[Start of Attachment]

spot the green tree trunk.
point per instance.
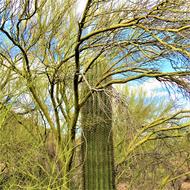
(97, 148)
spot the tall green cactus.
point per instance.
(97, 148)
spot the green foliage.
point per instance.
(144, 161)
(97, 148)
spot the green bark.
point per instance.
(97, 148)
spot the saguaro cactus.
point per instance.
(97, 148)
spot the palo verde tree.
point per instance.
(51, 46)
(97, 148)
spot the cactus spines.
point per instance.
(97, 148)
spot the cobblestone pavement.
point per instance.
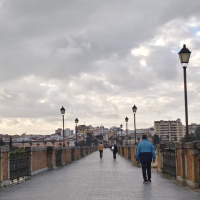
(94, 178)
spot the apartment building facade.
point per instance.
(171, 130)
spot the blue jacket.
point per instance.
(145, 151)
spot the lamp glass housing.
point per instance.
(184, 55)
(134, 108)
(76, 120)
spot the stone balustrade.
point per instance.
(187, 158)
(40, 159)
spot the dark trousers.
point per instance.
(101, 153)
(146, 170)
(114, 155)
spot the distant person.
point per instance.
(145, 152)
(115, 150)
(100, 148)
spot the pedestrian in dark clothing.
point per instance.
(145, 152)
(100, 148)
(115, 150)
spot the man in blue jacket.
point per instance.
(145, 152)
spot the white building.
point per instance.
(171, 130)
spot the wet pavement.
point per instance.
(93, 178)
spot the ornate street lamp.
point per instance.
(76, 122)
(184, 56)
(134, 108)
(126, 120)
(62, 110)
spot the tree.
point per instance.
(156, 139)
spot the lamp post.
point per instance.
(134, 108)
(76, 121)
(62, 110)
(126, 120)
(121, 126)
(184, 56)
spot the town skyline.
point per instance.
(96, 63)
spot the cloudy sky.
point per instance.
(97, 59)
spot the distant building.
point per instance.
(171, 130)
(192, 127)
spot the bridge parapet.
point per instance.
(39, 160)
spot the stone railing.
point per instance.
(187, 157)
(40, 159)
(187, 161)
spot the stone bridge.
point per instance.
(90, 177)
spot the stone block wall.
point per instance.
(68, 156)
(4, 166)
(39, 160)
(188, 158)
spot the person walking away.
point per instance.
(145, 152)
(115, 150)
(100, 148)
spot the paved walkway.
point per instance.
(94, 178)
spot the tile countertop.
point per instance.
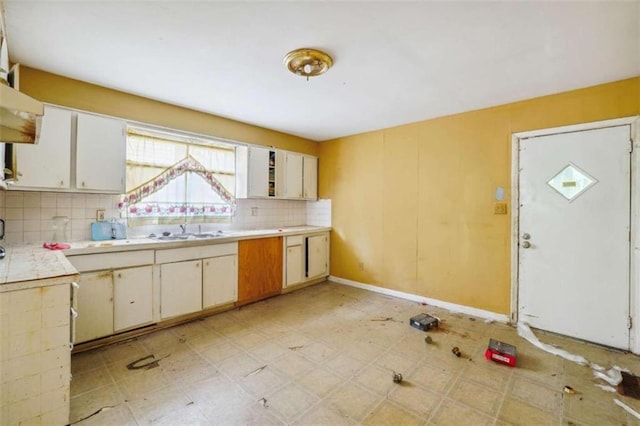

[End of Attachment]

Assigned task: Write out each line exactly, from the one containing "spot the distant building." through the end of the entries, and skip the pictures.

Result of the exercise:
spot the distant building.
point per instance.
(171, 130)
(192, 127)
spot the bridge parapet.
point per instance.
(39, 160)
spot the stone railing.
point per instance.
(187, 157)
(40, 159)
(187, 161)
spot the stone bridge.
point per instance.
(90, 177)
spot the stone block wall.
point per instance.
(68, 156)
(4, 166)
(39, 160)
(188, 158)
spot the person walking away.
point per instance.
(145, 152)
(115, 150)
(100, 148)
spot the paved walkway.
point per instance.
(94, 178)
spot the tile countertop.
point per instance.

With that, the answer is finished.